Reproduce every one of the following records word for word, keeping them in the same order.

Task data =

===============

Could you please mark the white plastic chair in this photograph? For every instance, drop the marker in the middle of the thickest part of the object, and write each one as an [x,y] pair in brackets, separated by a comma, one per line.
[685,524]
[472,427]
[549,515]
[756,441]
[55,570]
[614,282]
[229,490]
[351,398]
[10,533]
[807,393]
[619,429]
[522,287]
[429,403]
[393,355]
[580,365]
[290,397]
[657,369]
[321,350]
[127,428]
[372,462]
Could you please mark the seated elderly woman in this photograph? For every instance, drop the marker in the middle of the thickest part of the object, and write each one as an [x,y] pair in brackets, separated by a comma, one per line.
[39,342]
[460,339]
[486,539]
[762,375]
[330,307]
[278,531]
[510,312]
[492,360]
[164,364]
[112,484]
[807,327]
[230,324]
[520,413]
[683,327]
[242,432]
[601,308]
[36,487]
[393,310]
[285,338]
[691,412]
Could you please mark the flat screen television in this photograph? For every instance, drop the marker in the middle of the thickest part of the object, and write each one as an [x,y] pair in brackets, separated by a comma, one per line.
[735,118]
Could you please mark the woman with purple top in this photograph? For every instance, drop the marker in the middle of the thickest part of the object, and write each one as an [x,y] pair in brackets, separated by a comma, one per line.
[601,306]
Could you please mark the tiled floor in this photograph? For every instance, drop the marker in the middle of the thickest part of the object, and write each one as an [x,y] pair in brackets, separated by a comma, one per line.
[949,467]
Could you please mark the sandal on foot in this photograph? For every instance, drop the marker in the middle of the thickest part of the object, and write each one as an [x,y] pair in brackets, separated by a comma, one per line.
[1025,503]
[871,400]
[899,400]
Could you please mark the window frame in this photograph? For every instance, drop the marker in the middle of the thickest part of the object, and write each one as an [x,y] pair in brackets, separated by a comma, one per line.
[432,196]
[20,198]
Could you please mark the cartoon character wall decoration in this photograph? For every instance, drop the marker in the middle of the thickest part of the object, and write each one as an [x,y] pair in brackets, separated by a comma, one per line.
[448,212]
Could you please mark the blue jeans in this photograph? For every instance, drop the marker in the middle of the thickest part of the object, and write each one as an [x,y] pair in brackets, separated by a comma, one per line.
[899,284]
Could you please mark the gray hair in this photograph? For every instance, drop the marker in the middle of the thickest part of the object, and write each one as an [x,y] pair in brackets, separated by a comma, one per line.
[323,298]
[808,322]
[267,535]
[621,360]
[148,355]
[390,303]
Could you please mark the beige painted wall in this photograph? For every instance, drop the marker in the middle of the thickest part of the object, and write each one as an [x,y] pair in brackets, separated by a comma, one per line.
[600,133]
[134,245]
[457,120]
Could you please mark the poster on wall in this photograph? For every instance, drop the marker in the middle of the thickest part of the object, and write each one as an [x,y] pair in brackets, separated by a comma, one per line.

===============

The completed task =
Could you please mark the white plastic chair in this photograph? For every instance, drop the marker in the middle of the thickest part of the object, and write each one as an [x,y] pair in brackets, separated by a comma, one per line.
[685,524]
[472,427]
[549,515]
[756,441]
[55,570]
[614,282]
[229,490]
[351,398]
[10,533]
[807,393]
[619,429]
[522,287]
[429,403]
[393,355]
[580,365]
[290,397]
[657,369]
[321,350]
[127,428]
[372,462]
Could you please mark the seated elderly woman in this photograph? For every instance, drop the marker in the middle of the thickest part of the object, and write each one as an [x,y] pair in brackets, separated by a comma, one per line.
[39,342]
[460,339]
[486,539]
[762,375]
[330,307]
[278,531]
[510,312]
[492,360]
[164,364]
[112,484]
[807,327]
[230,324]
[520,413]
[683,327]
[242,432]
[601,308]
[36,487]
[393,310]
[285,338]
[691,412]
Could you please mark the flat screen television in this photograph? For every instance, drop the marker in the middle of the thickest part of the object, and write each one as an [x,y] pair in brackets, separated by a comma, one per line.
[735,118]
Could you please mark the woman with purple top in this photograph? For every instance, drop the marker in the middle of the thickest part of the object, and write each one as an [x,y] pair in brackets, separated by a comma, one per line.
[601,306]
Could you please mark the tiled floor in this photograph? For every instance, drop the marker in the middle of the thickest part of the object, and write each one as an [x,y] pair in brackets, separated by a comma, one per line.
[949,467]
Could you please mark the sandal on foot in this photograph? For every instance, drop the marker in the middle of the thickest part of the object, and write each one as an [x,y] pair in brackets, separated by a comma, one per line.
[1025,503]
[871,400]
[899,400]
Could you please mark the window frame in this photograph? For every instance, drop the marker in the middle of the thickest part of the object, and write each one as an [x,y] pair in brackets, separated by a comma, one per line.
[432,196]
[20,198]
Could you please mark the cartoon character wall decoration in this photograph? For every instance, drop the marker in the middle of the thickest part of the object, and write each one as an [x,y] pair in brackets, separated by a comma, one per line.
[448,212]
Could you please mark the blue jeans in this photograph? For every instance, drop the marker in the middle of the thickest part of the object, and write each one as an [x,y] pair in brackets, separated by a comma, one per line.
[899,284]
Could you please mark the gray hair in this photograph? For every instance, drop the marker in the middle of the thickest part of the object, and write each one as an [x,y] pair in brackets, separated by a comma, one per line.
[323,298]
[808,322]
[267,535]
[621,360]
[148,355]
[390,303]
Could you please mark the beige painted wall in this photograph? For every instance, drop the marker in the middle of the thickest part of the object, and write each one as an [x,y] pair in brackets, separated by a comma, one per line.
[600,133]
[134,245]
[457,120]
Could you please mark the poster on wall in this photograph? For every instance, drop the marker in the middle of the thickest part of the object, and write each one as an [x,y] pair in brackets, separated by a comma, one per line.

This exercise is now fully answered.